-- INSTRUCTIONS FOR THE TASK --
In the piece on 1952 Topps baseball cards, how much did each pack sell for?

-- PAGE EXTRACT --

Before retailers opened their box of Topps baseball cards in 1952, they were greeted with a letter. These cards — the ones wrapped in green and red wax paper — “were never offered before” and they “would be cherished through the years by every lover of the great American pastime.”

Trying to separate from Philadelphia-based Bowman, Topps made their cards bigger in ’52 for its second series of baseball cards and used color photographs. It added facsimile signatures to the front of cards and each pack sold for a nickel. The set — which included Mickey Mantle’s rookie — would become iconic.

But it is what the company put on the back of its baseball cards that season that changed not only the trading card industry but also perhaps the way baseball is viewed. It is what truly made the cards, as the letter said, like none before.

Topps added statistics to the back of cards, becoming the first company to do what is now considered an essential element of a baseball card. This is the 70th season that Topps has printed baseball cards with stats on the back. The stat categories it selected in 1952 have influenced the way baseball is consumed.

More than any other sport, baseball is driven by statistics. And the stats Topps printed in 1952 steered the sport’s conversation for decades.

“I can look at the back of a baseball card and tell you if a guy is good or not,” Phillies manager Joe Girardi said.

-- DATA EXCERPTS --
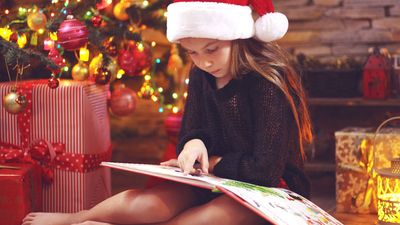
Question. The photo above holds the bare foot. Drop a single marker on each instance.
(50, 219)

---

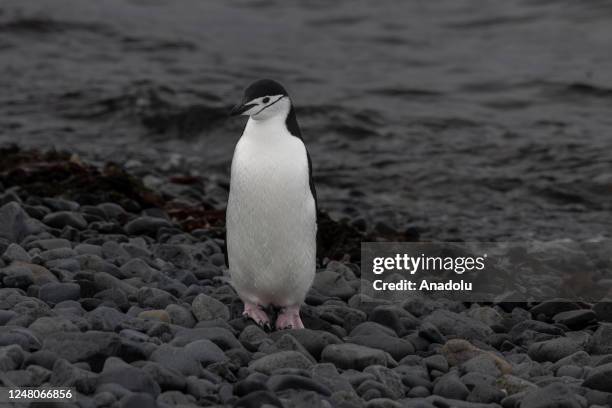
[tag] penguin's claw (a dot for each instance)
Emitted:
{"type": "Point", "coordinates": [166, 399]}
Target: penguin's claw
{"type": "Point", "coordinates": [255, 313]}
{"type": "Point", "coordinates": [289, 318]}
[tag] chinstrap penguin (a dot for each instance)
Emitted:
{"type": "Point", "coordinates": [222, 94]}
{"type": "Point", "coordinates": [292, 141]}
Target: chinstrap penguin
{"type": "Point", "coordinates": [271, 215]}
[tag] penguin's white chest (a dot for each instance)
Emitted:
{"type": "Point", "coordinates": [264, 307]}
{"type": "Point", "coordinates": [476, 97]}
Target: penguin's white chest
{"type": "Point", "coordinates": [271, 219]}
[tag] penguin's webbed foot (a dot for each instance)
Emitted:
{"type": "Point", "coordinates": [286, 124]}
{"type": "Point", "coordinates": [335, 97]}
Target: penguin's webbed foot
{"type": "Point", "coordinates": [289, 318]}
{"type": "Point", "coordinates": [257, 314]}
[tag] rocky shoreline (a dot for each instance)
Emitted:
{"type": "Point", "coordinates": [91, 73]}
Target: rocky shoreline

-- COMPLETED EXERCISE --
A nickel.